Instructions to follow: The records that follow must be reproduced in full, exactly as written.

[Records from a data source]
>> START

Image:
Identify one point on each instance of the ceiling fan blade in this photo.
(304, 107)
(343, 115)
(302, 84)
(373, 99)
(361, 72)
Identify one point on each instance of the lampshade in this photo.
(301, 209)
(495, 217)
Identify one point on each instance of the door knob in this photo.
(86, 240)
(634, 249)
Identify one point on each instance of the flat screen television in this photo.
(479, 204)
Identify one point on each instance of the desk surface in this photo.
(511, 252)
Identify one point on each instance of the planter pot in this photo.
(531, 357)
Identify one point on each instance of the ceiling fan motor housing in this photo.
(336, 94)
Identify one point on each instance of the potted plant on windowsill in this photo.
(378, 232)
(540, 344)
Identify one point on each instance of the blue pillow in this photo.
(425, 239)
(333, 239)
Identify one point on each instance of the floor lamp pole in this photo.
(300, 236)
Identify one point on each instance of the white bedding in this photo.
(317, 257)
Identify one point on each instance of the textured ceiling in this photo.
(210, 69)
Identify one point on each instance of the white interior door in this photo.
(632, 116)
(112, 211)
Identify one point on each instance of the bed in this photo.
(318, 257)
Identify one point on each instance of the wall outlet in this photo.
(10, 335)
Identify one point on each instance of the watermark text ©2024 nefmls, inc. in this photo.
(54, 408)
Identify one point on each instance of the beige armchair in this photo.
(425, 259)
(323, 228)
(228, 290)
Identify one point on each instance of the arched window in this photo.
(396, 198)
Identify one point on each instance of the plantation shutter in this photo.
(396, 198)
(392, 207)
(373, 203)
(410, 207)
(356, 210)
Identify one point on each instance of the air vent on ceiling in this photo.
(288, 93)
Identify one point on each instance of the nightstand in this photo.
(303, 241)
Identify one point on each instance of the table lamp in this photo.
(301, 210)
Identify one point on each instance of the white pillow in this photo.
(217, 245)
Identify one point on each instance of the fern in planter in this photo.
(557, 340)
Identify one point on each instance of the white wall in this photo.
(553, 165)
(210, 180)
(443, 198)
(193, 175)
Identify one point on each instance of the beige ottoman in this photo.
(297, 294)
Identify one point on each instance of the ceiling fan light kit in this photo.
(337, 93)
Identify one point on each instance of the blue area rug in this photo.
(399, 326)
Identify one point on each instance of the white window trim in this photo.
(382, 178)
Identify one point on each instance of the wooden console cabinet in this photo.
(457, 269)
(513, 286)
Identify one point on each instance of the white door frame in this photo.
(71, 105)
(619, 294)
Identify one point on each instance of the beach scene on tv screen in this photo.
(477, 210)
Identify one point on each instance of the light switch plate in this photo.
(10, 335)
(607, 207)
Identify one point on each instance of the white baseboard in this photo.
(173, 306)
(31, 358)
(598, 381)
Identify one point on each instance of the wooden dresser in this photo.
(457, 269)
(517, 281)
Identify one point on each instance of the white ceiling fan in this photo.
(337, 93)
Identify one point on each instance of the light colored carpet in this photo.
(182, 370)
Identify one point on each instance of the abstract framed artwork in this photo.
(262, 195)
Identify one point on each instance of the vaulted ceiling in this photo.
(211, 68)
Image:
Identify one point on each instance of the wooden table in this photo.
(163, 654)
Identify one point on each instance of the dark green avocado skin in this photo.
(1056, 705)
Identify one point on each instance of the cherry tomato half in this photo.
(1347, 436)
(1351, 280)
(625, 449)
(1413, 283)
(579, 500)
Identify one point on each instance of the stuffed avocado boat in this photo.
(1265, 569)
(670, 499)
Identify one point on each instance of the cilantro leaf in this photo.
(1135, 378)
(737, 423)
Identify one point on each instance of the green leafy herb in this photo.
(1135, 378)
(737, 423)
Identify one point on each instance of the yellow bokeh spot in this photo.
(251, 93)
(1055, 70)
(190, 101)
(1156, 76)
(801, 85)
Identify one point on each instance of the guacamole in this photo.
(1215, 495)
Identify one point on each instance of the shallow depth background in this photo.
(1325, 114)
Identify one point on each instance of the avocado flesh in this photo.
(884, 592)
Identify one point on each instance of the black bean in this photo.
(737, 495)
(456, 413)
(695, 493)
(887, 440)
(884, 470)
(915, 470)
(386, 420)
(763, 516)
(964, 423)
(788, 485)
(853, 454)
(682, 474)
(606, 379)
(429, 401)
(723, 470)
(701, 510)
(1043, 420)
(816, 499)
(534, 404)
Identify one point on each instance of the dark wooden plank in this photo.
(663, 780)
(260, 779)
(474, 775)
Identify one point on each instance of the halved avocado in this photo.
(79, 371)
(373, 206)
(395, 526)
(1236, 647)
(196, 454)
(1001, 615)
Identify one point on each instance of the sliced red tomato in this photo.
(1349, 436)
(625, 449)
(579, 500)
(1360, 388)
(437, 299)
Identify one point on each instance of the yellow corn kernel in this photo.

>> END

Answer:
Image:
Identify one point on each instance of the ceiling fan blade in this photo.
(304, 107)
(343, 115)
(302, 84)
(373, 99)
(361, 72)
Identify one point on each instance of the lampshade in this photo.
(301, 209)
(495, 217)
Identify one point on each instance of the door knob in this photo.
(86, 240)
(634, 249)
Identify one point on each instance of the flat screen television in this photo.
(479, 204)
Identify one point on each instance of the desk surface in this photo.
(511, 252)
Identify one point on each instance of the planter pot in this photo.
(531, 357)
Identify one point on each instance of the ceiling fan motor housing in this photo.
(336, 94)
Identify one point on each instance of the potted plant on windowsill in this photo.
(378, 232)
(540, 344)
Identify one point on each instance of the blue pillow in this photo.
(425, 239)
(333, 239)
Identify one point on each instance of the floor lamp pole in this photo.
(300, 236)
Identify one point on each instance of the white bedding in this photo.
(317, 257)
Identify one point on each instance of the textured ceiling in this photo.
(210, 69)
Identify one point on each instance of the white interior door in this photo.
(632, 116)
(112, 211)
Identify one point on each instance of the bed in this photo.
(318, 257)
Identify one point on each instance of the wall outlet in this photo.
(10, 335)
Identify one point on each instance of the watermark text ©2024 nefmls, inc. in this photo.
(54, 408)
Identify one point on each instance of the beige armchair in this photo.
(425, 259)
(323, 228)
(228, 290)
Identify one point on each instance of the arched window in this photo.
(396, 198)
Identify one point on each instance of the plantation shutter in this photo.
(396, 198)
(392, 207)
(373, 203)
(410, 207)
(356, 210)
Identify one point on each instance of the air vent on ceiling in this photo.
(288, 93)
Identify one point on each instance of the nightstand in this photo.
(303, 241)
Identify one point on each instance of the table lamp in this photo.
(301, 210)
Identify one point on each instance of the white pillow in this photo.
(217, 245)
Identify one point on each instance of the fern in planter in this photo.
(557, 340)
Identify one point on each instance of the white wall in this photo.
(553, 165)
(210, 180)
(443, 198)
(193, 175)
Identify one point on each instance of the beige ottoman in this photo.
(297, 294)
Identify one point on each instance of the ceiling fan light kit in this photo.
(337, 93)
Identify one point on each instance of the blue area rug in this photo.
(399, 326)
Identify one point on each instance of the white window trim in this photo.
(382, 178)
Identify one point on each instance of the wooden console cabinet in this photo.
(457, 269)
(513, 286)
Identify one point on each instance of the white door frame in this photo.
(71, 105)
(619, 294)
Identify one point on each instance of the beach scene on tv screen in this photo.
(477, 210)
Identify one point on each instance of the light switch plate in this photo.
(10, 335)
(607, 207)
Identify one point on each instance of the white baseboard in this photo.
(173, 306)
(31, 358)
(598, 381)
Identify one point on each instance of the wooden dresser in this photo.
(457, 269)
(517, 281)
Identify one point on each instance of the white ceiling fan in this photo.
(337, 93)
Identify one point on each instance of the light colored carpet in this photo.
(182, 370)
Identify one point on each instance of the abstract framed artwork in this photo.
(262, 195)
Identify one point on each instance of the vaulted ceiling in this photo.
(211, 68)
Image:
Identify one point on each instance of the wooden table in this photo.
(163, 654)
Identify one point on each instance of the dark green avocado skin in this photo.
(1056, 705)
Identify one point on each instance of the cherry tomato half in this photo.
(1347, 436)
(1351, 280)
(625, 449)
(1413, 283)
(579, 500)
Identify one point on each instance of the stuffed avocado boat in this photo.
(1265, 569)
(670, 499)
Identify one point on each instance of the cilantro leaf in this photo.
(1135, 378)
(737, 423)
Identify one point on each instance of the green leafy herb in this photo.
(1135, 378)
(737, 423)
Identify one point on each instance of the yellow bokeh spot in this photo.
(251, 93)
(1055, 70)
(190, 101)
(1156, 76)
(801, 85)
Identify one point on each instance of the guacamole in this photo.
(1215, 495)
Identify one point on each instance of the shallow depth background in this photo.
(1325, 114)
Identify one point on each instance of the avocado flesh in this photo.
(884, 592)
Identify one point on each instance of the black bean in this photo.
(737, 495)
(456, 413)
(695, 493)
(887, 440)
(884, 470)
(915, 470)
(386, 420)
(763, 516)
(964, 423)
(788, 485)
(853, 454)
(682, 474)
(606, 379)
(429, 401)
(723, 470)
(701, 510)
(1043, 420)
(816, 499)
(534, 404)
Identify one point on each instance of the dark wooden plank in this photo.
(663, 780)
(260, 779)
(474, 775)
Identify one point on each instance of the halved avocado in this photo.
(79, 371)
(373, 206)
(395, 526)
(1236, 647)
(196, 454)
(1001, 615)
Identify one point on each instance of the sliced red tomato in this photo.
(1349, 436)
(625, 449)
(579, 500)
(1360, 388)
(437, 299)
Identify one point on each instance of the yellow corn kernel in this photo.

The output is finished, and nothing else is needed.